● **Problema proposto 1**
De acordo com o trecho sobre a Constituição, por que ela só assume a forma de acoplamento estrutural na modernidade? Explique em uma a três frases.

● **Trecho para leitura**
>>>>

Neste sentido, a Constituição é o acoplamento estrutural entre o direito e a política, um mecanismo de interpenetração permanente entre os dois sistemas. O acoplamento permite que o sistema desfrute duradouramente das particularidades do seu ambiente.
A Constituição assume a forma de acoplamento estrutural quando possibilita influências recíprocas (e permanentes) entre direito e política, filtrando-as. Ao excluir certos “atritos” intersistêmicos, inclui e fortifica outros. Ou seja, possibilita a solução de um problema jurídico através de procedimentos políticos e vice-versa. Como já foi dito, e é importante lembrar, a Constituição só assume tal forma na modernidade, pois há uma subordinação do código binário político ao jurídico e a autonomia de cada sistema é pré-requisito para a existência desse acoplamento.

<<<<

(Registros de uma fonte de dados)

>>>>

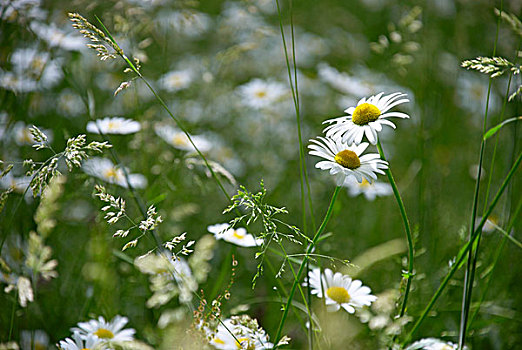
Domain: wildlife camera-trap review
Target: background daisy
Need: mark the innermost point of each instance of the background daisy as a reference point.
(339, 290)
(107, 331)
(237, 236)
(369, 190)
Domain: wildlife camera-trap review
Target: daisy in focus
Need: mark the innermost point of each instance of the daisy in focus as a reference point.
(179, 140)
(115, 125)
(339, 290)
(106, 331)
(79, 343)
(344, 161)
(369, 190)
(432, 344)
(237, 236)
(247, 332)
(104, 169)
(260, 94)
(367, 118)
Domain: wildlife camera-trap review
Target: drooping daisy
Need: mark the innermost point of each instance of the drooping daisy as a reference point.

<<<<

● **Problema proposto 2**
Você pode transcrever literalmente, linha por linha, toda a listagem acima, deixando as imagens de fora da resposta?

● **Resolução completa 1**
Porque na modernidade há uma subordinação do código binário político ao jurídico, e a autonomia de cada sistema é pré-requisito para a existência desse acoplamento.

● **Resolução completa 2**
Domain: wildlife camera-trap review
Target: background daisy
Need: mark the innermost point of each instance of the background daisy as a reference point.
(339, 290)
(107, 331)
(237, 236)
(369, 190)
Domain: wildlife camera-trap review
Target: daisy in focus
Need: mark the innermost point of each instance of the daisy in focus as a reference point.
(179, 140)
(115, 125)
(339, 290)
(106, 331)
(79, 343)
(344, 161)
(369, 190)
(432, 344)
(237, 236)
(247, 332)
(104, 169)
(260, 94)
(367, 118)
Domain: wildlife camera-trap review
Target: drooping daisy
Need: mark the innermost point of each instance of the drooping daisy as a reference point.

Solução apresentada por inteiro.